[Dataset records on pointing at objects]

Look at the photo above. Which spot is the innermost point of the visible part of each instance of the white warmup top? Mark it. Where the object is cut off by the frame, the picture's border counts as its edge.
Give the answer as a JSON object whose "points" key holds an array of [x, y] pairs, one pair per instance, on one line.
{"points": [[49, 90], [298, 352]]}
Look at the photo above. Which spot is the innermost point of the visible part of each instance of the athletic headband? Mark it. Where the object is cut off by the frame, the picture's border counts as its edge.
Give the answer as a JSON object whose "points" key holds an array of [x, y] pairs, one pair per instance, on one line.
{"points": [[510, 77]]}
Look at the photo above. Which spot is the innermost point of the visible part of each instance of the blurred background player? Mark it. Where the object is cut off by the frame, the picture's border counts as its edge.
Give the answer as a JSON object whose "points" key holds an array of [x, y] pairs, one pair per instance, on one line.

## SET EXERCISE
Copy out all of the records again, requests included, and add 85 to every coordinate value in the answers.

## WRITTEN SOLUTION
Look at the photo above. Which spot is the innermost point of the visible part of each instance of the white warmup top? Mark it. Where the object is cut off by the frame, the picture's border counts as its edge.
Give the answer as a JSON object whose "points" key holds an array of [x, y] pairs, one pair per instance, on one line.
{"points": [[134, 175], [383, 437]]}
Look at the photo above. Which spot is the innermost point of the visible part of each instance of the athletic headband? Mark it. Where the object is cut off by the frame, the picture's border counts as its edge.
Give the answer as a JSON object whose "points" key holds an array of [x, y] pairs, one pair per instance, on one line.
{"points": [[595, 162]]}
Look at the photo above. Which spot is the innermost point of the visible part of each instance of the blurred background player? Mark it. Where the object is cut off by the frame, the picture's border counts as its edge.
Give the answer as a JSON object whose "points" key holds an array of [x, y] pairs, one pair per instance, on one line.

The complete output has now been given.